=== Work order ===
Only text belongs in your copy of the listing below; reproduce it exactly and leave out the pictures.

=== Supplied material ===

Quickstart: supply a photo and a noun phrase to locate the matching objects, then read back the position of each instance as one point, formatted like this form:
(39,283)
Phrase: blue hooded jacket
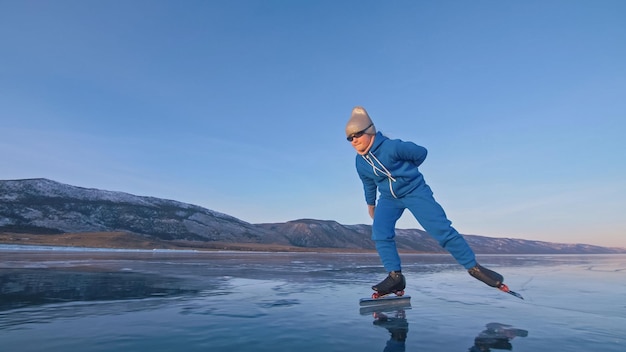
(391,166)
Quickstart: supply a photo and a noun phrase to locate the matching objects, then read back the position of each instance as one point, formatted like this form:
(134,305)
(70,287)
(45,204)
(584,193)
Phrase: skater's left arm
(412,152)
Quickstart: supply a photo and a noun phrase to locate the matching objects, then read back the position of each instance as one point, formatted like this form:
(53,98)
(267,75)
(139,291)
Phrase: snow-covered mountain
(42,206)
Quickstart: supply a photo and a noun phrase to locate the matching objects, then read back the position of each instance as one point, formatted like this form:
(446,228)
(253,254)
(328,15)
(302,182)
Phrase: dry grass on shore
(123,240)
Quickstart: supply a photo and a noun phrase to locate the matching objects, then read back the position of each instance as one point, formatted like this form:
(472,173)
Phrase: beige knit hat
(359,120)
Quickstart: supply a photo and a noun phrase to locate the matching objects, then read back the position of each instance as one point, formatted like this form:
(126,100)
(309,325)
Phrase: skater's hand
(371,209)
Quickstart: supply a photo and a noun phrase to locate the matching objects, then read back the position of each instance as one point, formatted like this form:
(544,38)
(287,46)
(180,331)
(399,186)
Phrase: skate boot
(393,283)
(487,276)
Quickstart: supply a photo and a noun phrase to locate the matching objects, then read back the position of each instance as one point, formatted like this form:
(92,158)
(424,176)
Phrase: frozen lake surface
(230,301)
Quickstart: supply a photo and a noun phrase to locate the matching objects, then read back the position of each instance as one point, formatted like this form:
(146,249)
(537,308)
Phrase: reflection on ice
(60,301)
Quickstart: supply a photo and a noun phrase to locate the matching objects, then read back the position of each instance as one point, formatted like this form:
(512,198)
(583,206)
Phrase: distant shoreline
(127,241)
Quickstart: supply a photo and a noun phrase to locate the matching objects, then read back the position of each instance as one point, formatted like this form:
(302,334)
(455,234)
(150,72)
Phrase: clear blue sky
(240,106)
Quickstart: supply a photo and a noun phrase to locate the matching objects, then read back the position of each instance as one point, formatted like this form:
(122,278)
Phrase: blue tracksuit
(391,167)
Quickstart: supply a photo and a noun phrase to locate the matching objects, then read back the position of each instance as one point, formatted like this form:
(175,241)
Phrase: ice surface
(193,301)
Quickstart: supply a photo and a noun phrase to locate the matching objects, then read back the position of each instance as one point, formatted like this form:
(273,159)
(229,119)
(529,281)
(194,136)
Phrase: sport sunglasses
(358,134)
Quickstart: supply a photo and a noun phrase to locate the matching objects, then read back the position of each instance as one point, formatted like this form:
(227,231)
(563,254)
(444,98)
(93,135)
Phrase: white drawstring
(383,170)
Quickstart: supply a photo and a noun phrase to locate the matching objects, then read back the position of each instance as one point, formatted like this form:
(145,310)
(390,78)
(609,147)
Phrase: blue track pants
(430,215)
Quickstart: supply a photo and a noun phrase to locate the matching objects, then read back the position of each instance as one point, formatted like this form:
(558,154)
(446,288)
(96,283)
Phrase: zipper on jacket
(384,170)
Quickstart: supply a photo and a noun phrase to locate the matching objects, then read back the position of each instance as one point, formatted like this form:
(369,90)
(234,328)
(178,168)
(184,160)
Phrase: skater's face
(362,142)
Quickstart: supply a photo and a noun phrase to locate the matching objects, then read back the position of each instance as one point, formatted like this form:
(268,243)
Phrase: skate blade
(385,300)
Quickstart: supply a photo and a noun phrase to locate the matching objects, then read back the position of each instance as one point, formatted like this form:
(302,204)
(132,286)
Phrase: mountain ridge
(42,206)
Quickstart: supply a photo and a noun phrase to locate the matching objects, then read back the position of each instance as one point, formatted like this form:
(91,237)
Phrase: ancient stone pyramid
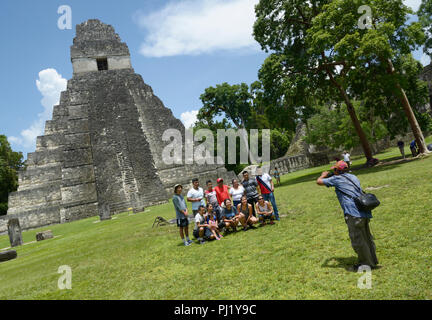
(103,144)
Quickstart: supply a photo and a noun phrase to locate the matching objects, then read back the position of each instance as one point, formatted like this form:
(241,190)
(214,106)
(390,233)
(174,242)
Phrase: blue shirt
(179,206)
(230,213)
(348,205)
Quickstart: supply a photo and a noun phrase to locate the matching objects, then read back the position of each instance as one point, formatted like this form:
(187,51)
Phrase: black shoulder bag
(364,202)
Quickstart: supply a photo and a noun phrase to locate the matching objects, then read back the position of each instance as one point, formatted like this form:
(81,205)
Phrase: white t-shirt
(199,219)
(237,193)
(267,179)
(347,157)
(196,194)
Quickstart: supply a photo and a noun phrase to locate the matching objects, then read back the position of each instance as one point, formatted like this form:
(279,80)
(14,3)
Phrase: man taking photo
(347,188)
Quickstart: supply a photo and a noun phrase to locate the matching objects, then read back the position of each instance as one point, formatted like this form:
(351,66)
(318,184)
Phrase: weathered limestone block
(14,231)
(7,255)
(44,235)
(104,142)
(77,175)
(104,211)
(78,194)
(78,157)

=== Task solution ===
Quickstart: supply a photo and a noun phrase to locate the matching objects, then read back the position of each instance as one point, formatted like this form:
(39,283)
Phrase: blue hooded jacket
(391,166)
Quickstart: supply a photo and a noun phrase to locate the matching objects, then read back the position of each instance as one point, formatted like this form:
(134,305)
(70,287)
(45,204)
(584,193)
Phrase: skater's left arm
(412,152)
Quickstart: supply a photo and a noun phrase to locate the matching objects, then read back the position of each instance as one point, formatted like this form:
(53,98)
(267,75)
(139,291)
Phrase: snow-covered mountain
(42,206)
Quickstart: supply a photo and a noun phrase to locate the matching objects, then read back the position of each instance as one point, formatted like this form:
(446,228)
(253,254)
(328,15)
(302,182)
Phrase: dry grass on shore
(123,240)
Quickstart: supply a photo and a noun phrase to locate the matching objects, then read back the position of each instance as one point, formatted like this form:
(472,173)
Phrase: beige knit hat
(359,120)
Quickstart: supply a photo and a noun phrase to locate the matching objects, then read back the position of each instance as one point, formatted like this form:
(126,100)
(309,325)
Phrase: skater's hand
(371,209)
Quickstart: supply a photo and a noun phrase to locate the matching objects, then read back the position of each instance as one point, formatted like this form:
(544,38)
(287,46)
(180,331)
(399,186)
Phrase: skate boot
(393,283)
(487,276)
Quickstart: supply a photo and a noun phrase to locate the matching objects, then read back the position of each instance as one point, formatted like this form:
(92,158)
(424,176)
Phrase: frozen lake surface
(230,301)
Quickstart: supply a photo and a noun phrase to locate the matching objects, then read back the position of each instance as one point, formatted like this form:
(146,249)
(537,308)
Phrase: reflection on ice
(60,301)
Quickstart: supply a photo and a noun phrase to locate the matching objects, then read back the position of each instance as one point, formatted like this form:
(512,198)
(583,206)
Phrase: distant shoreline
(127,241)
Quickstart: supply a photo and a noun phrase to locate the matching objects, then read back the position of each instance as one point, formatted like this form:
(302,334)
(455,234)
(150,72)
Phrase: clear blue sky
(240,106)
Quickstart: supply a photo and a noun phrase to locate the matching objects, then read back the position of each instance as one point, formatted like this form:
(122,278)
Phrase: blue tracksuit
(391,167)
Quickstart: supply a photo and a noun phrase to locate the matching objects, then read back the position of each instance as one point, formatted like this form:
(175,241)
Phrase: ice surface
(193,301)
Quickstart: supply a photo and a noun phrase to locate the matching objects, then read back the position of each instance as one point, formatted like this form:
(273,159)
(229,119)
(529,281)
(194,136)
Phrase: sport sunglasses
(358,134)
Quickstart: supply a photo and a noun phrase to locate the matching objects, then read back the position of each instance as one point, formatted like this form:
(227,231)
(563,254)
(444,98)
(93,135)
Phrase: white drawstring
(383,170)
Quickstart: supply a photo and a noun phrase to locate the matching objects, then read back the position of each instance as one point, formatted like this form:
(145,310)
(390,78)
(609,147)
Phrase: blue track pants
(430,215)
Quickstart: supply a photo and a noun phrase to locate the matching objects, then read back the position of each instance as one point, formatted like this form:
(558,154)
(446,288)
(96,283)
Phrase: zipper on jacket
(384,170)
Quickstart: supply a photo and a noun phrase to locate the matching objects, then read back the position of each instance as one point, formatted like this form:
(369,90)
(234,328)
(178,168)
(184,160)
Phrase: skater's face
(362,142)
Quickstart: supply a photo and a noun phrase to locate the matching objects, then read back the position of each instance as one point, formatted like this form:
(268,243)
Phrase: skate blade
(385,300)
Quickstart: supply a photo and a noun phrase to locate the matching objects, then read back the position of each instance as one point, formatted like this form:
(302,204)
(132,286)
Phrase: mountain ridge
(42,206)
Quickstart: supply a photo and a noun phrase to locate the matching objects, then read back the position of each instance as one point, formatted like this form:
(91,237)
Phrase: ancient stone pyramid
(103,144)
Quickstart: supply a photo and a noun phrase to locate the matching objects, then read back the position of each instance as one point, formatted like this form:
(241,190)
(214,106)
(390,233)
(174,242)
Phrase: blue shirt
(179,206)
(230,213)
(348,205)
Quickstart: supply a photo and a noun phrase to locate the matching objects, then read back the position of each instance as one point, formatted like this form:
(187,51)
Phrase: black shoulder bag
(364,202)
Quickstart: supply a photo and a noun phrase to locate the matching objects, then read back the position of each instance as one point, formatted like this form:
(81,205)
Phrase: white t-shirt
(199,219)
(237,193)
(267,179)
(347,157)
(196,194)
Quickstart: supply a photo and a noun phrase to locate the matching objects, then read back the position of each instance as one point, formatted like this form:
(279,80)
(14,3)
Phrase: man taking photo
(347,188)
Quickstart: supply a photo and a noun phrase to locate the matching objects, then read back the position of each instance as one point, formatted like this form:
(351,66)
(318,184)
Phrase: weathered limestone block
(14,231)
(7,255)
(44,235)
(104,142)
(77,175)
(104,211)
(78,194)
(78,157)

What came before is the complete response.